_Task input_
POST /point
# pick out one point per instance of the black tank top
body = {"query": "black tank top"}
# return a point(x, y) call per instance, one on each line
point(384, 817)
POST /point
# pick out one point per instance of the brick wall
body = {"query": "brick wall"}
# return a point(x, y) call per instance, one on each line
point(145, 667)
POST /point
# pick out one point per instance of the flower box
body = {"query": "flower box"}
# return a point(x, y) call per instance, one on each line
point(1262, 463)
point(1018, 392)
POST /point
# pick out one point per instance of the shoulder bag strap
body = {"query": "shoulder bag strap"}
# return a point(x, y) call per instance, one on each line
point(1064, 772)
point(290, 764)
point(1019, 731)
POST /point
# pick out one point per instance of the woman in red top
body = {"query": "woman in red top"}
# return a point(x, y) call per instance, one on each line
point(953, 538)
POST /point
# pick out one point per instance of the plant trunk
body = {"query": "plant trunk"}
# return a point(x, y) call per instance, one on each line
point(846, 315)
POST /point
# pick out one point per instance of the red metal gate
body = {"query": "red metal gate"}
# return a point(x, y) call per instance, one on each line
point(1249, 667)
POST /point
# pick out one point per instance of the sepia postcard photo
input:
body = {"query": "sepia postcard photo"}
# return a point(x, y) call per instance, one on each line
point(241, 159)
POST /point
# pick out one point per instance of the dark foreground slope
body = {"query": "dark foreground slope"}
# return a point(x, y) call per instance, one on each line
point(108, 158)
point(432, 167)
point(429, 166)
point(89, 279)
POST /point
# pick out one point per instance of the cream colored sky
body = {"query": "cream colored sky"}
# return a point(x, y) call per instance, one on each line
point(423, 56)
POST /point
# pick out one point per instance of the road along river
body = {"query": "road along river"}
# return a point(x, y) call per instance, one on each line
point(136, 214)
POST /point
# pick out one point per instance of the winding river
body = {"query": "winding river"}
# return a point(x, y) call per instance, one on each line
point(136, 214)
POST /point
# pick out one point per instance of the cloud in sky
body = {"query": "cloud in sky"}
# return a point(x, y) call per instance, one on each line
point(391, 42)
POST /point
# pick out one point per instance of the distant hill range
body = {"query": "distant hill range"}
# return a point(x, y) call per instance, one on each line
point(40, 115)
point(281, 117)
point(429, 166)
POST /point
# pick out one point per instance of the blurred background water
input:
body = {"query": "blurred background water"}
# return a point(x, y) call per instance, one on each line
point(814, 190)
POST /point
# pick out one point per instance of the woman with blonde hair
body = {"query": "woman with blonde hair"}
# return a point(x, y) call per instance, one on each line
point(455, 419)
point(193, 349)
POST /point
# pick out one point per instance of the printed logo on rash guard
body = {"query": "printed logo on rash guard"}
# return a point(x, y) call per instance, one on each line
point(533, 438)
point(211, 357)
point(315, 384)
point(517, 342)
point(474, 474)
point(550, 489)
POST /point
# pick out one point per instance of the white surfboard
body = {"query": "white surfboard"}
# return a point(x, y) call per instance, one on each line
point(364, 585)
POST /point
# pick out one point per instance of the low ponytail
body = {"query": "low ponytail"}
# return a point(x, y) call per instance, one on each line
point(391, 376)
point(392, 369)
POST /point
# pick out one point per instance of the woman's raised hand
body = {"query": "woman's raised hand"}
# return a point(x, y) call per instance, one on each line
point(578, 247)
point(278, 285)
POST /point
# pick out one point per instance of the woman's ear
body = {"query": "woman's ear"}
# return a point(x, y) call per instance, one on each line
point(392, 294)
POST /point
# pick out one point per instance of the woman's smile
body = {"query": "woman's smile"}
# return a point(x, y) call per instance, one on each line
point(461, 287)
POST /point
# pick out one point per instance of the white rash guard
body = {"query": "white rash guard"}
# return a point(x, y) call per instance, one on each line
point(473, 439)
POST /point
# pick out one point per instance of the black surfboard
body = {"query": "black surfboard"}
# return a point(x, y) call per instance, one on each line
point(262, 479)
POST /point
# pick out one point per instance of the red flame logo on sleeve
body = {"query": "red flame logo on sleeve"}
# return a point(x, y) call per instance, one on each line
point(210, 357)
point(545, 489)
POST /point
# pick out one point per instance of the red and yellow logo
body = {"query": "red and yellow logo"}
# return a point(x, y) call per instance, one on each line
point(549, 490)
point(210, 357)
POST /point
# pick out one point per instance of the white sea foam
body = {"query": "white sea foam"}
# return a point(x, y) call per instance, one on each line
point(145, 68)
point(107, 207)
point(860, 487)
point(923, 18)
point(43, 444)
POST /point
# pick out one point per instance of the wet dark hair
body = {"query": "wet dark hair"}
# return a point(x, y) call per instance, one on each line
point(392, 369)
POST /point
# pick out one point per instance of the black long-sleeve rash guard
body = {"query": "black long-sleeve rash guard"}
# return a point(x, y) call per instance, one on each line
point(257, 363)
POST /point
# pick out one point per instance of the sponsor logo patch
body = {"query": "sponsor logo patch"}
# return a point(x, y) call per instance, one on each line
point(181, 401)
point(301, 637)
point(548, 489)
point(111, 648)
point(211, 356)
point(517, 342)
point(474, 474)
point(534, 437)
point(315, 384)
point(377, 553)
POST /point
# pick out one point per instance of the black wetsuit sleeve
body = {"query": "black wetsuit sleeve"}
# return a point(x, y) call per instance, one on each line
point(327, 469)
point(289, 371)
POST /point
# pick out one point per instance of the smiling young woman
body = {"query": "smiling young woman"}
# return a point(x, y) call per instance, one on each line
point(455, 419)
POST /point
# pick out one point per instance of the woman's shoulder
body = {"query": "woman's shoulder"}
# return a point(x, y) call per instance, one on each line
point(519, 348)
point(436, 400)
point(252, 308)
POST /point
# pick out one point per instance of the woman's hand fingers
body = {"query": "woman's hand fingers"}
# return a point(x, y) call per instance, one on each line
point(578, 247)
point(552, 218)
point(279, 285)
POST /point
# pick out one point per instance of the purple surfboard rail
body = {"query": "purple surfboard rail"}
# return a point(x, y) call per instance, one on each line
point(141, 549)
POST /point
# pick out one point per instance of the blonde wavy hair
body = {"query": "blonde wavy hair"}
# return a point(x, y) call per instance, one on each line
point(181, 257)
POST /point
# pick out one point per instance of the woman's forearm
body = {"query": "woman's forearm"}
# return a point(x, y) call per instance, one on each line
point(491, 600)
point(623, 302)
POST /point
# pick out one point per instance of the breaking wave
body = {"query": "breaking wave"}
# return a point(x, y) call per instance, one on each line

_Job_
Give back each line above precisely as it stands.

_Solution below_
POST /point
# pick out one point per instance of the black tank top
body = {"query": "black tank top"}
# return a point(x, y) call per instance, one on each line
point(384, 817)
POST /point
# pick out one point per instance of the brick wall
body = {"query": "brick wall"}
# return a point(x, y) call per instance, one on each line
point(145, 667)
POST /point
# pick out one point per instance of the flower box
body = {"query": "flower box"}
# return a point(x, y) call per instance, one on each line
point(1262, 463)
point(1018, 392)
POST /point
# pick out one point per instance of the shoulder bag strap
body = {"query": "shoulder bag strap"}
# return a point(x, y) call per instance, one on each line
point(1064, 772)
point(290, 764)
point(1019, 731)
POST /point
# pick out one point per instance of the woman in red top
body = {"query": "woman in red top"}
# return a point(x, y) call per instance, one on each line
point(953, 538)
POST /point
# pick out one point per instance of the plant trunk
body = {"query": "plant trunk"}
# return a point(x, y) call per instance, one on each line
point(846, 315)
POST /point
# pick out one point per instance of the red metal gate
body = {"query": "red metal gate"}
# return a point(x, y) call per instance, one on each line
point(1249, 667)
POST /point
# pick out one point per instance of the sepia postcard photo
input:
body = {"query": "sepia postcard photo"}
# return a point(x, y) call per instance, one on each line
point(241, 159)
POST /point
# pick out one point per instance of the dark foreground slope
body = {"query": "dark foreground slope"}
# return a point(x, y) call per instance, one on each line
point(108, 158)
point(432, 167)
point(429, 166)
point(89, 279)
POST /point
# pick out one point per instance of the cream colored sky
body = {"query": "cream colored sky"}
# return a point(x, y) call per instance, one on each line
point(423, 56)
POST /point
# pick out one point per instance of the road along river
body = {"query": "road along river"}
# return a point(x, y) call per instance, one on each line
point(136, 214)
POST /point
# pick out one point per instance of the winding river
body = {"query": "winding river"}
# return a point(x, y) call per instance, one on each line
point(136, 214)
POST /point
# pick out one point per instance of the cloud in sky
body = {"query": "cloud in sky"}
# return a point(x, y) call per instance, one on each line
point(391, 42)
POST /point
# pick out one point per instance of the distant hill range
body = {"query": "distant hill range"}
# return a point(x, y) call per instance, one on each line
point(40, 115)
point(281, 117)
point(429, 166)
POST /point
# pick out one point per instance of the blurred background water
input:
body = {"query": "blurred background water"}
# return a point(x, y) call per instance, one on each line
point(814, 190)
POST /point
# pick out one point per instance of the woman with blonde hair
body = {"query": "woman with blonde hair"}
# return a point(x, y) call per instance, one on each line
point(455, 419)
point(193, 349)
POST /point
# pick out one point per instance of the printed logo on rash guard
body = {"query": "printed logo on rash guard"}
# return a point(x, y) call per instance, one on each line
point(533, 438)
point(211, 357)
point(315, 384)
point(517, 342)
point(474, 474)
point(550, 489)
POST /point
# pick out one point per instance of the white surfboard
body = {"query": "white surfboard"}
# return a point(x, y) call per instance, one on each line
point(364, 585)
POST /point
# pick out one point per instance of the low ponytail
body = {"query": "low ponytail"}
# return a point(x, y) call per instance, one on each line
point(391, 376)
point(392, 369)
POST /point
# pick out one point per instance of the woman's raised hand
body = {"query": "woman's raised hand"}
# return a point(x, y) call per instance, one on each line
point(578, 247)
point(278, 285)
POST /point
# pick out one point per instance of the woman's ear
body = {"query": "woman's ear"}
# return a point(x, y) call per instance, one on each line
point(392, 294)
POST /point
# pick out one point per instance of the woman's smile
body = {"query": "woman's smile"}
# return a point(x, y) call per instance, one on each line
point(461, 287)
POST /point
# pick out one point per instance of the white rash guard
body = {"query": "white rash guard"}
# return a point(x, y) call per instance, one on each line
point(473, 439)
POST /point
# pick out one point per instance of the black surfboard
body = {"query": "black surfboard"}
# return a point(x, y) call per instance, one on each line
point(262, 479)
POST /point
# pick out one point per instance of the red flame logo on sleeve
body = {"query": "red flame logo on sleeve"}
# return a point(x, y) call per instance, one on each line
point(210, 357)
point(545, 489)
POST /point
# pick out one point per instance of the red and yellow logo
body = {"query": "red and yellow logo"}
# return a point(x, y) call per instance, one on each line
point(549, 490)
point(210, 357)
POST /point
# pick out one point per instance of the white sea foam
body = {"query": "white sea foam"}
# return a point(x, y) call per instance, one on each line
point(145, 68)
point(107, 207)
point(860, 487)
point(923, 18)
point(43, 444)
POST /point
# pick out one point per instance of the wet dark hair
body = {"query": "wet dark hair"}
# return a point(x, y) call per instance, one on each line
point(392, 369)
POST /point
# pick out one point per instance of the black long-sleeve rash guard
body = {"query": "black long-sleeve rash guard"}
# return a point(x, y) call per instance, one on each line
point(257, 363)
POST /point
# pick out one point per instance of the sponsor logo patch
body = {"query": "sponsor logo patch"}
# return a point(x, y) call per instance, one on each line
point(181, 401)
point(301, 637)
point(548, 489)
point(111, 648)
point(211, 356)
point(517, 342)
point(474, 474)
point(534, 437)
point(315, 384)
point(377, 553)
POST /point
# pick out one point per instance of the black wetsuit sleeve
body = {"query": "black wetsuit sleeve"}
# return a point(x, y) call per instance, one on each line
point(327, 469)
point(289, 371)
POST /point
# pick out one point per instance of the smiling young woman
body = {"query": "smiling young woman"}
# return a point(x, y) call per instance, one on each line
point(455, 419)
POST /point
# pick out one point per instance of the woman's shoulder
body = {"query": "woman's shoulder"}
# return a point(x, y) call per instance, one on each line
point(519, 348)
point(436, 400)
point(252, 308)
POST /point
# pick out one point per instance of the woman's hand fingers
body = {"query": "woman's hand fingers"}
# return a point(x, y) call per instance, one on each line
point(578, 247)
point(552, 218)
point(279, 285)
POST /point
# pick out one point per instance of the purple surfboard rail
body = {"query": "purple surfboard rail"}
# return a point(x, y) call per instance, one on each line
point(141, 549)
POST /point
# pick out one point per instance of the blonde wavy hair
body = {"query": "blonde wavy hair"}
# return a point(x, y) call per instance, one on each line
point(181, 257)
POST /point
# pick out one point per instance of the woman's forearm
body = {"query": "woman's forearm"}
# return a point(x, y) call per instance, one on each line
point(491, 600)
point(623, 302)
POST /point
# pick out one point per instance of the breaking wave
body = {"query": "breaking wave"}
# return a point(x, y) call per instance, one on each line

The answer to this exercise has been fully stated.